## Objetivo 1
Selecciona de las entradas cada línea que contenga la palabra "black" y cópiala.

## Texto dado
━━━━━━━━━━━━━━━━━━━━━━━━━━━━━━

Luego los envió a proclamar el reino de Dios y a curar a los enfermos, diciéndoles: «No llevéis nada para el camino: ni bastón ni alforja, ni pan ni dinero; tampoco llevéis túnica de repuesto. Quedaos en la casa donde entréis, hasta que os vayáis de aquel sitio. Y si alguien no os recibe, al salir de aquel pueblo sacudíos el polvo de los pies, para probar su culpa.»
Ellos se pusieron en camino y fueron de aldea en aldea, anunciando el Evangelio y curando en todas partes.

Palabra del Señor


Reflexión de la Palabra

Miércoles de la XXV semana del Tiempo Ordinario. Año II.

El Libro de los Proverbios comienza anunciando «proverbios de Salomón» y concluye con dos colecciones en sus dos últimos capítulos: «Máximas de Agur» (30) y «Máximas de Lemuel» (31). Agur anuncia un «oráculo» (נְאֻם), pero no se presenta como profeta; la expresión tiene significado genérico, no específico. Pero sí presenta a un sabio con dolorosa experiencia de sus límites como tal: expresa su fatiga y su decepción por no haber sido capaz de alcanzar la sensatez humana ni comprender la realidad divina. La creación entera lo sobrepasa con ventaja, la sabiduría del Santo es inaccesible para el ser humano. Pero, en medio de su frustración, descubre que Dios le habla al ser humano, que esa palabra suya es revelación del Santo, quien así se da a conocer.

Pr 30,5-9.

━━━━━━━━━━━━━━━━━━━━━━━━━━━━━━

Filas de un conjunto de datos
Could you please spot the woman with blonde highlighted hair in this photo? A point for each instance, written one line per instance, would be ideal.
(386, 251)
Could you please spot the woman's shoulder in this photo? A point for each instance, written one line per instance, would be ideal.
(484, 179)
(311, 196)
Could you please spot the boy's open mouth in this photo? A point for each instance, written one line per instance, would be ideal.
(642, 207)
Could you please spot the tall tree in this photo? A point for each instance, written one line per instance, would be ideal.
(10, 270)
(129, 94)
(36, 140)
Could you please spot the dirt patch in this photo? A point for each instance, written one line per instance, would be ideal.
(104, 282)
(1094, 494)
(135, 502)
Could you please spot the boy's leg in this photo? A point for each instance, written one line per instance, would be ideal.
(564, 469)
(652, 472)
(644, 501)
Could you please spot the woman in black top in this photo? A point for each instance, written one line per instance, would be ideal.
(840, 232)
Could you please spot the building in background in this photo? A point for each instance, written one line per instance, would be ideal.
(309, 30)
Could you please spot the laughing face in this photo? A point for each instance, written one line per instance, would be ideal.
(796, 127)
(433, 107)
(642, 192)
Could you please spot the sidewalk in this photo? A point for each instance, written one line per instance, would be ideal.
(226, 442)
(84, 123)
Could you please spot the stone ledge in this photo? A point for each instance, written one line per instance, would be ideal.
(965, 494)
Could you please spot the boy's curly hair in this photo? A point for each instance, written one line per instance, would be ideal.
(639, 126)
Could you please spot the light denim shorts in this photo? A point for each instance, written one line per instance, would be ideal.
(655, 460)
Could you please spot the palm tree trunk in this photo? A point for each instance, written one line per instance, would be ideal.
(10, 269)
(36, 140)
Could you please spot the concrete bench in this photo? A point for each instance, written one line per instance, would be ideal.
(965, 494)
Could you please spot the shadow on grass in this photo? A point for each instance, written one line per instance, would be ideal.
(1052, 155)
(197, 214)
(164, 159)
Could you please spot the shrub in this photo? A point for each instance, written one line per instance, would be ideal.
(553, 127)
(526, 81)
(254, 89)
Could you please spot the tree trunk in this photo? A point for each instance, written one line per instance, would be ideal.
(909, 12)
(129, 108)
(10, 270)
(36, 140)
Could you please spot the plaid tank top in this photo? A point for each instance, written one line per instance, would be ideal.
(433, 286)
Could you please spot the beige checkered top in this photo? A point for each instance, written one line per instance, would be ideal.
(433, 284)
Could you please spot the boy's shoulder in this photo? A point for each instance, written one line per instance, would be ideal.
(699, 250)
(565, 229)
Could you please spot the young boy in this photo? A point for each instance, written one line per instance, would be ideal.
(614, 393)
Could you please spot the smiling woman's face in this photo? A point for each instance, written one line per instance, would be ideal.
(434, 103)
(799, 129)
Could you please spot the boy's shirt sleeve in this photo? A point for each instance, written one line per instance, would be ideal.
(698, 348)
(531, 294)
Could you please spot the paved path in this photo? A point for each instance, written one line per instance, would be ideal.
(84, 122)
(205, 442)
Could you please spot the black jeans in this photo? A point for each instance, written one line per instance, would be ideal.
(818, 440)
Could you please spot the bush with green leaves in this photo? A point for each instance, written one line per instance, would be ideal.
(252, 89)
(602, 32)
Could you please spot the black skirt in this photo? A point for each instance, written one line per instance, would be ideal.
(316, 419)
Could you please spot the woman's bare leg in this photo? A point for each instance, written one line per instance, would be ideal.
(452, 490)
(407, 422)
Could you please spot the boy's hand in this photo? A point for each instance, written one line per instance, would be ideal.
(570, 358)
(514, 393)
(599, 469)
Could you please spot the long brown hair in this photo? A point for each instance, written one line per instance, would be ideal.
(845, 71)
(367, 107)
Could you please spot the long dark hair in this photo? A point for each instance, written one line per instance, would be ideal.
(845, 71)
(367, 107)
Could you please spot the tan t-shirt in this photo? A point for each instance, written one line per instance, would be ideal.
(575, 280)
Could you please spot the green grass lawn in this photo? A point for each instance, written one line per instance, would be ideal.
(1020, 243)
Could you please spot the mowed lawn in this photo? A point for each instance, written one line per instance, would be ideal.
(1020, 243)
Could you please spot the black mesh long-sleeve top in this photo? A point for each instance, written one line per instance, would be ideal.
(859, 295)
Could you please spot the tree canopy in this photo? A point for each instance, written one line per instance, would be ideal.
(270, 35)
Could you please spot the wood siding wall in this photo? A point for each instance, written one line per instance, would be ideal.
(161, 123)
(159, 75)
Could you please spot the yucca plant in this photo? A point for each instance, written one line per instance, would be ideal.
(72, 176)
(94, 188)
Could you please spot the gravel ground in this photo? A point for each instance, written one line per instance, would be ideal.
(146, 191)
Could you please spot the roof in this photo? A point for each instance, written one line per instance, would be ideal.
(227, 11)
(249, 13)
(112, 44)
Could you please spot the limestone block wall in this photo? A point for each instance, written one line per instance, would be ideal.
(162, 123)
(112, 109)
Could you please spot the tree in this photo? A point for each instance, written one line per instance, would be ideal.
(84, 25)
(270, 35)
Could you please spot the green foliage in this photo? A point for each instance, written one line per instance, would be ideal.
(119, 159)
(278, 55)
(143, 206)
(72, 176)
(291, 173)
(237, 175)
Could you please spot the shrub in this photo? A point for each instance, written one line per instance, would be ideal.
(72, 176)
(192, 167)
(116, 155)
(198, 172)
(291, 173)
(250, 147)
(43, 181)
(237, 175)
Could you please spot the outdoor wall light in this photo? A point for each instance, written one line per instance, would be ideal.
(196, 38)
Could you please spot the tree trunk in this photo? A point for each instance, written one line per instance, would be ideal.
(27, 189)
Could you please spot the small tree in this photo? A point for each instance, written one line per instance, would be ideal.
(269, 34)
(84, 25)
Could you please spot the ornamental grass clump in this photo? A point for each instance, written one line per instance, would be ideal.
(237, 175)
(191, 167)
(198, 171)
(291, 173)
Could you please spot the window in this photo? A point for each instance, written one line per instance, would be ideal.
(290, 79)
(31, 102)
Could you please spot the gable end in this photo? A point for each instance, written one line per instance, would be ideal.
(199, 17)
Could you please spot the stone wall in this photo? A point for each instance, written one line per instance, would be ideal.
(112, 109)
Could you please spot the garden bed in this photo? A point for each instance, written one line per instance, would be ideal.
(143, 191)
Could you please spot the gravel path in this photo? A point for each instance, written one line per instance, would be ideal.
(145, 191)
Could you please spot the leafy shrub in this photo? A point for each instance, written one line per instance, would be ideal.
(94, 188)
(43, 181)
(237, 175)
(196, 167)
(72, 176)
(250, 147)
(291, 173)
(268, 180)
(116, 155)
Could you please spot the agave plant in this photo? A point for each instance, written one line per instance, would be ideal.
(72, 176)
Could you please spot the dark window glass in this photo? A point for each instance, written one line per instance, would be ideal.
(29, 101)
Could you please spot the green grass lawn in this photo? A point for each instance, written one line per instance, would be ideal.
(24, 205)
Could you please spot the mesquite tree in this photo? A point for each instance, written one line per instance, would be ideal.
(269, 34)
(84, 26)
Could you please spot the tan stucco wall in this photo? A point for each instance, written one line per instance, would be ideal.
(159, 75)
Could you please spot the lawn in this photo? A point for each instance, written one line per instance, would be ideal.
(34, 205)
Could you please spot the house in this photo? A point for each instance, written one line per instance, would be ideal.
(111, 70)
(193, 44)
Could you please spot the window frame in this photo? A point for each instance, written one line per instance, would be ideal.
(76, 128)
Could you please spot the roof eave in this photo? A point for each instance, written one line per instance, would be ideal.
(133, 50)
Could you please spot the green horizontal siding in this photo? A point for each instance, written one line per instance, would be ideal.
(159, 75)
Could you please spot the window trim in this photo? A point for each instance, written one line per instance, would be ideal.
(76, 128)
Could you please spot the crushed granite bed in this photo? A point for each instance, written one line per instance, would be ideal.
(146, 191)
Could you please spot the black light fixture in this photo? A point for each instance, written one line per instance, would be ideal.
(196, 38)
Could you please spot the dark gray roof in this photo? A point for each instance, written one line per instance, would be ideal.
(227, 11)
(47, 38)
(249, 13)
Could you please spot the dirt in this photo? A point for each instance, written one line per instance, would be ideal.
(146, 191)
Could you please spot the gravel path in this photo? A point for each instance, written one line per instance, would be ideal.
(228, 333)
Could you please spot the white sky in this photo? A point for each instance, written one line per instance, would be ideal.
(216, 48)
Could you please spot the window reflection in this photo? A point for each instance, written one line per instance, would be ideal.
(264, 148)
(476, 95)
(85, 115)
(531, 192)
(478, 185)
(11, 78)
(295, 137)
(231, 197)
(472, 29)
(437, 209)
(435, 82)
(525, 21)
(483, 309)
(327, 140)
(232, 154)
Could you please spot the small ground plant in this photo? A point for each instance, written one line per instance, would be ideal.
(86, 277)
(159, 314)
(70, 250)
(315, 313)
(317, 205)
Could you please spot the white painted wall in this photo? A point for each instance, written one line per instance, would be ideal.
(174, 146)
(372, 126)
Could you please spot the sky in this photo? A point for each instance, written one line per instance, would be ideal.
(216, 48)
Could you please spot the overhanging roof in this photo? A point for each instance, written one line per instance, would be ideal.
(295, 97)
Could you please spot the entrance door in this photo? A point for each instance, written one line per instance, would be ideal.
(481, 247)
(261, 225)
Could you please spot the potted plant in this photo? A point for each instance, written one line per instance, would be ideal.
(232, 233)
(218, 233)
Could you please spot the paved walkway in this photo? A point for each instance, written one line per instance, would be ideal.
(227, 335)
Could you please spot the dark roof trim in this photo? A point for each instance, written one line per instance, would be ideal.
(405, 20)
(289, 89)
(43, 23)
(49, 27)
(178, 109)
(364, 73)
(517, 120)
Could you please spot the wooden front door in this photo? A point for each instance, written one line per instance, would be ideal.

━━━━━━━━━━━━━━━━━━━━━━━━━━━━━━

## Objetivo 2
Transcribe completo el texto dado, letra por letra.

## Respuesta escrita 1
Could you please spot the woman in black top in this photo? A point for each instance, written one line per instance, would be ideal.
Could you please spot the black jeans in this photo? A point for each instance, written one line per instance, would be ideal.
Could you please spot the black skirt in this photo? A point for each instance, written one line per instance, would be ideal.
Could you please spot the black mesh long-sleeve top in this photo? A point for each instance, written one line per instance, would be ideal.
Could you please spot the black light fixture in this photo? A point for each instance, written one line per instance, would be ideal.

## Respuesta escrita 2
Luego los envió a proclamar el reino de Dios y a curar a los enfermos, diciéndoles: «No llevéis nada para el camino: ni bastón ni alforja, ni pan ni dinero; tampoco llevéis túnica de repuesto. Quedaos en la casa donde entréis, hasta que os vayáis de aquel sitio. Y si alguien no os recibe, al salir de aquel pueblo sacudíos el polvo de los pies, para probar su culpa.»
Ellos se pusieron en camino y fueron de aldea en aldea, anunciando el Evangelio y curando en todas partes.

Palabra del Señor


Reflexión de la Palabra

Miércoles de la XXV semana del Tiempo Ordinario. Año II.

El Libro de los Proverbios comienza anunciando «proverbios de Salomón» y concluye con dos colecciones en sus dos últimos capítulos: «Máximas de Agur» (30) y «Máximas de Lemuel» (31). Agur anuncia un «oráculo» (נְאֻם), pero no se presenta como profeta; la expresión tiene significado genérico, no específico. Pero sí presenta a un sabio con dolorosa experiencia de sus límites como tal: expresa su fatiga y su decepción por no haber sido capaz de alcanzar la sensatez humana ni comprender la realidad divina. La creación entera lo sobrepasa con ventaja, la sabiduría del Santo es inaccesible para el ser humano. Pero, en medio de su frustración, descubre que Dios le habla al ser humano, que esa palabra suya es revelación del Santo, quien así se da a conocer.

Pr 30,5-9.